Only the lines below starting at the one containing "Target: dark pupil" and ending at the one containing "Target: white facial marking" belong in the answer, each copied exactly.
--- START ---
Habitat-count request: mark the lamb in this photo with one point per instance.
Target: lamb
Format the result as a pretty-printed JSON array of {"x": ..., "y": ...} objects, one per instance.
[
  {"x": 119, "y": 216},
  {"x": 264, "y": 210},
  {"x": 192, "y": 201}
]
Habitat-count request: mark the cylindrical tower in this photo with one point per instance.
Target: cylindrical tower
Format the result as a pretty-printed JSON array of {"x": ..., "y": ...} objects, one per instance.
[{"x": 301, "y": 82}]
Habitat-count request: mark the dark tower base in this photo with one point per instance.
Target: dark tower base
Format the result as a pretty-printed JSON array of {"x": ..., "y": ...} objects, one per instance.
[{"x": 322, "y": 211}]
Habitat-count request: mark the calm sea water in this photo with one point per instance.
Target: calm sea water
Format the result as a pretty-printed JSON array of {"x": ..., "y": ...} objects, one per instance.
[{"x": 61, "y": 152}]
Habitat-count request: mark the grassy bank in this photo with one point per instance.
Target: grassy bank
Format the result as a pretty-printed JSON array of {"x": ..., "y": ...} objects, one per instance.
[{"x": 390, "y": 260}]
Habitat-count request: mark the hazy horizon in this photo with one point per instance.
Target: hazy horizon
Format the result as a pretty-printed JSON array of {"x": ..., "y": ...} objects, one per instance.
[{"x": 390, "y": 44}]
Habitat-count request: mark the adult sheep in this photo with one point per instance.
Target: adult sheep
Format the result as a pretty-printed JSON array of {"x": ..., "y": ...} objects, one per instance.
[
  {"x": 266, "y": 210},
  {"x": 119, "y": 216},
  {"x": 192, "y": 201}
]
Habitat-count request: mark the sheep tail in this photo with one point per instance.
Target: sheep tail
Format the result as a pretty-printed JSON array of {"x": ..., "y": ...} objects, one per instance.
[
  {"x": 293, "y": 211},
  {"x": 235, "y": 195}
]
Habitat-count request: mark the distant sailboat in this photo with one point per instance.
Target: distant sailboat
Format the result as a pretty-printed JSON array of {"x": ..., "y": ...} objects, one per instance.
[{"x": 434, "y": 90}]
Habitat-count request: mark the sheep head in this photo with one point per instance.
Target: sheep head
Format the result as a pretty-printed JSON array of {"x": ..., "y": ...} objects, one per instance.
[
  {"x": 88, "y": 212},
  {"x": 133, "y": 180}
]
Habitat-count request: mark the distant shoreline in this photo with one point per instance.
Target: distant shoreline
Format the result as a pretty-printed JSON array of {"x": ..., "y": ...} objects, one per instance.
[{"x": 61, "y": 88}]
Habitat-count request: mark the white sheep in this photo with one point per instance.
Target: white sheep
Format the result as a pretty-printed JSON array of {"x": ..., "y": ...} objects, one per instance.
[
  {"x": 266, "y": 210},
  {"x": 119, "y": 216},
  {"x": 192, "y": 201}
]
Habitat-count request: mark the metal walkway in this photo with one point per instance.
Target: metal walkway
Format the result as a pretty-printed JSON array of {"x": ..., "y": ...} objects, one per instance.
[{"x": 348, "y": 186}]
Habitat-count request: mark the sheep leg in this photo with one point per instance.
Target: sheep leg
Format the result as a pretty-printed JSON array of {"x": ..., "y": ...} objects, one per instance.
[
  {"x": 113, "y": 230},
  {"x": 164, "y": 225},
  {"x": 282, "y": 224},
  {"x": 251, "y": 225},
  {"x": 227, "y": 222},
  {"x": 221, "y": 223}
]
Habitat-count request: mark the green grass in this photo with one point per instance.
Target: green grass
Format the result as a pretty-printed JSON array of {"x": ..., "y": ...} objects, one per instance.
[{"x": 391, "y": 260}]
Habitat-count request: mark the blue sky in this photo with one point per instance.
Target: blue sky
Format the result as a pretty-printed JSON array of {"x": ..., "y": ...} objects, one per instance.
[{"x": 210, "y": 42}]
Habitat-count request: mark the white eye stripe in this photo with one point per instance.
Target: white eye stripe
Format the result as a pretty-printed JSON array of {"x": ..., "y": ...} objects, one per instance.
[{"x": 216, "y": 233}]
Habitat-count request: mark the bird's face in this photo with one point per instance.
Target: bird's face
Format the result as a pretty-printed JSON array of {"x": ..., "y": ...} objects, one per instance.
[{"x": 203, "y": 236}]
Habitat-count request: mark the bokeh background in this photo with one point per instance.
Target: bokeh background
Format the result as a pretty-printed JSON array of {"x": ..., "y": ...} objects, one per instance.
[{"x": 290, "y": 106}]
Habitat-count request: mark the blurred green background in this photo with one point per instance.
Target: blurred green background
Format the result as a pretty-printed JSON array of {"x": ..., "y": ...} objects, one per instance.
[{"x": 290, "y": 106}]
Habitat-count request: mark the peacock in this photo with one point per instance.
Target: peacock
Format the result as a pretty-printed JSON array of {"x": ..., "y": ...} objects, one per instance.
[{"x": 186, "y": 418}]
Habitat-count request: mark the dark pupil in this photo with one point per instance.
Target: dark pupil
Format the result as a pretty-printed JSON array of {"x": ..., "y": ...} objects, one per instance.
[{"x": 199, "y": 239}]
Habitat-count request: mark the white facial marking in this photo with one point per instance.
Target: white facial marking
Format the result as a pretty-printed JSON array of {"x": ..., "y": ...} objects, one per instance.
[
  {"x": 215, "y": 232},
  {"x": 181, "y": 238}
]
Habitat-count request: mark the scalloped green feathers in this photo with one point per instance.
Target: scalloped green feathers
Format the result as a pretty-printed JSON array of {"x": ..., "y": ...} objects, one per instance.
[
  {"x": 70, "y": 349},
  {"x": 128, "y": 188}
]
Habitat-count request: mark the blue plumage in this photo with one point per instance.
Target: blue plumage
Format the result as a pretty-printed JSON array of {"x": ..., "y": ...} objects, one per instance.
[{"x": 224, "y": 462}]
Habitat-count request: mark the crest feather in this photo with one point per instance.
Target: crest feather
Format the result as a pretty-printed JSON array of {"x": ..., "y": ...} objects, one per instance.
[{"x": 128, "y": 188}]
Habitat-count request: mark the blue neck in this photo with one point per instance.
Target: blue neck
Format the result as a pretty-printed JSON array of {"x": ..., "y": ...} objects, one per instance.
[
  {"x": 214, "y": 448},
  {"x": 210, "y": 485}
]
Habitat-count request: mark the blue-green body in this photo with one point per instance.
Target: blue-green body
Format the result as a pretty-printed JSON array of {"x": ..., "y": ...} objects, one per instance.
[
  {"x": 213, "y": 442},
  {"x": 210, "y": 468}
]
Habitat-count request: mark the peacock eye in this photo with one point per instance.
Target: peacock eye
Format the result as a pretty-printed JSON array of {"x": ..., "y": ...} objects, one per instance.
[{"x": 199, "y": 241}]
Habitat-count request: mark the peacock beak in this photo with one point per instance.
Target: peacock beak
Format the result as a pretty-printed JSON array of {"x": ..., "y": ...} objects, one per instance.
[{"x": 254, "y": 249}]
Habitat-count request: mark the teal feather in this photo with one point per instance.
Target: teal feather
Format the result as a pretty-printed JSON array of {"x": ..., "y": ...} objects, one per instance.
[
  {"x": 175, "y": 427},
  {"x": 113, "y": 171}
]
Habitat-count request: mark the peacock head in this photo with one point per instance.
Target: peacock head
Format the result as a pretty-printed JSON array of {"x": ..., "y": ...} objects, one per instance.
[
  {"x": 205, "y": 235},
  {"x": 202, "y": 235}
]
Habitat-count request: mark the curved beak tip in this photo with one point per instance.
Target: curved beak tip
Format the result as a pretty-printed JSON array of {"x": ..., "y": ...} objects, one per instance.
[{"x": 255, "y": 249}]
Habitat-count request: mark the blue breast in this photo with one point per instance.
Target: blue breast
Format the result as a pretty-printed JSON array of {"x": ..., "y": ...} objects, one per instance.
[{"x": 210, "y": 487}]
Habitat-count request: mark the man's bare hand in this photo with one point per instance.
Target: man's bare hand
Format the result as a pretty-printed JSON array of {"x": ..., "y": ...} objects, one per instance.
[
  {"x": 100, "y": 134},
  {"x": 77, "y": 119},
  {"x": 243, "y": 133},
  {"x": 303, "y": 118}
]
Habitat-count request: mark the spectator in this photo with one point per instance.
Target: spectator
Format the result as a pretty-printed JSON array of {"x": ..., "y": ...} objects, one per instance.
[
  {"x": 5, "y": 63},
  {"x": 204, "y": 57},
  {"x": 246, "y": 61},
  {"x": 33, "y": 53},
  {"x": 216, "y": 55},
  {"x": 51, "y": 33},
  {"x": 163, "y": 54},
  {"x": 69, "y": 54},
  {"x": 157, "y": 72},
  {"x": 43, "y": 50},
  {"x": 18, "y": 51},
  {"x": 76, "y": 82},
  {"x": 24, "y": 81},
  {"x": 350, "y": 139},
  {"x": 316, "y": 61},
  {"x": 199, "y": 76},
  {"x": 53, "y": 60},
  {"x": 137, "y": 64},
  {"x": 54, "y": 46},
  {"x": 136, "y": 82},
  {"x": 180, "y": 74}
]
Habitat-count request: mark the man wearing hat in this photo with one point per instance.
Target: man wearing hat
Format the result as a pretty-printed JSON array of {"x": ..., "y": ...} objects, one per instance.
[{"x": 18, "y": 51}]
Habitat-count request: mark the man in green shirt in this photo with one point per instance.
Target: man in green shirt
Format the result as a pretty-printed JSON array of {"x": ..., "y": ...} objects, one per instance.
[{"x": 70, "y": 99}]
--- END ---
RESPONSE -
Target: dark pupil
Format the result as a pretty-printed JSON array of {"x": ..., "y": ...} objects, one per instance.
[{"x": 199, "y": 239}]
Habitat-count request: mark the white facial marking in this photo with one point per instance.
Target: white facial marking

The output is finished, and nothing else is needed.